YOUR TASK: Reproduce the lines of the items below, starting at the beginning of the items and stopping after the line that contains "positive clicks: (144, 210) (347, 117)", with both ends included. Leave the pictures out of your answer.

STUDY MATERIAL:
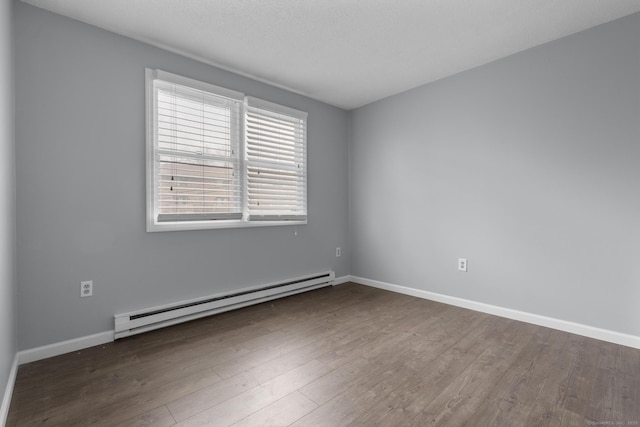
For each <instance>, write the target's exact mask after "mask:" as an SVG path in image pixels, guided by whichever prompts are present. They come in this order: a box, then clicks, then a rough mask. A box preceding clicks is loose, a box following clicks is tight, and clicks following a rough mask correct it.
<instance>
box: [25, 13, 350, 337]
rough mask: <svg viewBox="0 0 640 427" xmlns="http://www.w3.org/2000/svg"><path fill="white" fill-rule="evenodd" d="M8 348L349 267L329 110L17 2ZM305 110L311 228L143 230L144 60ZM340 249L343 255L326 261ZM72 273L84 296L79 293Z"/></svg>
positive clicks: (144, 210) (347, 117)
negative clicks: (126, 316)
mask: <svg viewBox="0 0 640 427" xmlns="http://www.w3.org/2000/svg"><path fill="white" fill-rule="evenodd" d="M15 9H16V34H15V38H16V116H17V117H16V186H17V239H18V240H17V241H18V245H17V250H18V264H17V277H18V301H19V306H18V325H19V334H18V336H19V347H20V348H21V349H27V348H33V347H36V346H41V345H45V344H49V343H54V342H59V341H62V340H67V339H72V338H76V337H81V336H86V335H89V334H93V333H99V332H103V331H106V330H109V329H113V315H114V314H115V313H120V312H126V311H129V310H133V309H137V308H145V307H149V306H154V305H158V304H164V303H170V302H174V301H179V300H184V299H189V298H194V297H200V296H205V295H210V294H214V293H217V292H222V291H228V290H232V289H237V288H242V287H247V286H252V285H259V284H263V283H267V282H271V281H275V280H280V279H284V278H289V277H294V276H298V275H303V274H308V273H314V272H319V271H324V270H328V269H334V270H335V271H336V275H337V276H343V275H347V274H349V256H348V254H349V251H348V241H347V240H348V234H347V229H348V187H347V185H346V183H347V180H348V177H347V163H348V159H347V126H348V114H347V113H346V112H345V111H343V110H340V109H337V108H334V107H330V106H327V105H325V104H322V103H319V102H316V101H312V100H310V99H308V98H305V97H302V96H299V95H295V94H292V93H288V92H286V91H283V90H280V89H276V88H274V87H271V86H268V85H265V84H262V83H258V82H255V81H252V80H250V79H246V78H243V77H240V76H238V75H234V74H232V73H229V72H226V71H222V70H220V69H217V68H214V67H211V66H208V65H204V64H202V63H199V62H196V61H193V60H189V59H186V58H184V57H181V56H178V55H175V54H172V53H169V52H166V51H163V50H161V49H157V48H154V47H151V46H149V45H145V44H143V43H139V42H135V41H133V40H130V39H127V38H124V37H120V36H117V35H115V34H112V33H109V32H106V31H103V30H100V29H97V28H95V27H91V26H89V25H85V24H83V23H80V22H77V21H73V20H70V19H67V18H63V17H61V16H58V15H55V14H52V13H49V12H46V11H44V10H40V9H37V8H33V7H31V6H28V5H25V4H22V3H18V4H16V5H15ZM145 67H151V68H160V69H163V70H165V71H169V72H172V73H177V74H181V75H185V76H187V77H191V78H195V79H198V80H202V81H205V82H209V83H212V84H216V85H220V86H224V87H227V88H229V89H234V90H238V91H242V92H244V93H246V94H247V95H251V96H255V97H259V98H263V99H266V100H268V101H272V102H276V103H280V104H283V105H286V106H289V107H293V108H296V109H300V110H304V111H307V112H308V113H309V121H308V126H309V129H308V170H309V184H308V186H309V187H308V190H309V193H308V194H309V198H308V203H309V224H308V225H305V226H298V227H297V230H298V233H297V235H295V230H294V227H293V226H282V227H260V228H246V229H228V230H206V231H180V232H164V233H146V232H145V158H144V153H145V151H144V147H145V105H144V68H145ZM337 246H341V247H342V248H343V250H344V255H343V256H342V257H341V258H336V257H335V248H336V247H337ZM81 280H93V281H94V296H93V297H90V298H83V299H80V297H79V286H80V285H79V284H80V281H81Z"/></svg>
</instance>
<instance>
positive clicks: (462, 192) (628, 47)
mask: <svg viewBox="0 0 640 427" xmlns="http://www.w3.org/2000/svg"><path fill="white" fill-rule="evenodd" d="M638 41H640V14H635V15H631V16H629V17H625V18H622V19H620V20H618V21H614V22H611V23H608V24H605V25H602V26H599V27H595V28H593V29H590V30H587V31H585V32H582V33H578V34H576V35H573V36H570V37H567V38H564V39H561V40H558V41H555V42H552V43H548V44H546V45H543V46H540V47H538V48H534V49H531V50H528V51H525V52H522V53H520V54H517V55H514V56H511V57H508V58H505V59H503V60H500V61H497V62H494V63H491V64H488V65H486V66H482V67H479V68H476V69H473V70H470V71H467V72H464V73H461V74H458V75H456V76H452V77H450V78H447V79H443V80H440V81H438V82H435V83H433V84H429V85H425V86H422V87H420V88H417V89H414V90H411V91H408V92H405V93H403V94H400V95H397V96H394V97H391V98H387V99H385V100H382V101H380V102H377V103H374V104H370V105H368V106H365V107H363V108H360V109H358V110H356V111H354V112H353V113H352V115H351V120H350V135H351V136H350V162H349V173H350V233H351V251H352V253H353V256H352V264H351V273H352V274H353V275H356V276H360V277H364V278H368V279H374V280H380V281H384V282H388V283H392V284H397V285H403V286H408V287H411V288H415V289H420V290H427V291H432V292H437V293H441V294H445V295H450V296H455V297H461V298H466V299H469V300H473V301H478V302H484V303H488V304H493V305H497V306H502V307H507V308H511V309H516V310H522V311H525V312H530V313H535V314H539V315H545V316H550V317H553V318H557V319H563V320H568V321H573V322H578V323H581V324H585V325H590V326H594V327H600V328H605V329H609V330H613V331H618V332H622V333H628V334H633V335H636V336H638V335H640V306H639V305H638V304H639V301H640V286H639V284H640V163H639V161H640V84H638V81H639V80H638V78H639V76H640V43H639V42H638ZM459 257H467V258H468V260H469V271H468V272H467V273H460V272H458V271H457V266H456V263H457V258H459Z"/></svg>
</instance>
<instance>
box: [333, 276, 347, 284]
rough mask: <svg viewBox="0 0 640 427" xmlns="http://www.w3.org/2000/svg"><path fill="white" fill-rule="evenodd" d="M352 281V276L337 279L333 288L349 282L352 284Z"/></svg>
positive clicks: (336, 278)
mask: <svg viewBox="0 0 640 427" xmlns="http://www.w3.org/2000/svg"><path fill="white" fill-rule="evenodd" d="M350 281H351V276H349V275H346V276H341V277H336V278H335V279H334V280H333V286H336V285H342V284H343V283H347V282H350Z"/></svg>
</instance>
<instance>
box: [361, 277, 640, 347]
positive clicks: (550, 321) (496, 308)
mask: <svg viewBox="0 0 640 427" xmlns="http://www.w3.org/2000/svg"><path fill="white" fill-rule="evenodd" d="M351 281H353V282H355V283H359V284H362V285H367V286H371V287H374V288H379V289H385V290H388V291H392V292H398V293H401V294H405V295H411V296H414V297H418V298H423V299H428V300H431V301H437V302H442V303H444V304H449V305H455V306H457V307H462V308H468V309H470V310H475V311H480V312H482V313H488V314H493V315H495V316H500V317H506V318H508V319H513V320H519V321H522V322H527V323H532V324H534V325H538V326H544V327H547V328H552V329H558V330H560V331H564V332H570V333H572V334H577V335H582V336H585V337H589V338H595V339H598V340H601V341H608V342H611V343H614V344H620V345H624V346H627V347H632V348H637V349H640V337H638V336H635V335H629V334H623V333H620V332H615V331H610V330H608V329H601V328H596V327H593V326H587V325H583V324H580V323H575V322H569V321H567V320H560V319H555V318H553V317H547V316H541V315H538V314H533V313H527V312H525V311H519V310H513V309H510V308H504V307H499V306H495V305H491V304H485V303H481V302H476V301H471V300H467V299H464V298H458V297H452V296H448V295H443V294H438V293H435V292H429V291H423V290H420V289H415V288H408V287H406V286H400V285H393V284H391V283H385V282H380V281H377V280H371V279H366V278H364V277H357V276H351Z"/></svg>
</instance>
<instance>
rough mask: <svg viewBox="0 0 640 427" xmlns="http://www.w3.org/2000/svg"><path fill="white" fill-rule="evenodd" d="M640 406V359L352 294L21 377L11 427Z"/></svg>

TASK ANSWER:
For each <instance>, write the target's exact mask after "mask:" as an SVG path in image pixels, guided by whichever prompts are present. They come in this order: a box, then clicks, then a rough mask. A box preceding clicks is loose, a box following clicks is tight, and clicks following a rough mask correct it.
<instance>
box: [25, 13, 350, 337]
rough mask: <svg viewBox="0 0 640 427" xmlns="http://www.w3.org/2000/svg"><path fill="white" fill-rule="evenodd" d="M8 348L349 267L329 110L17 2ZM305 110L311 228L143 230L144 60ZM340 249L343 255L326 261ZM72 273L84 296L79 293Z"/></svg>
positive clicks: (144, 210) (347, 117)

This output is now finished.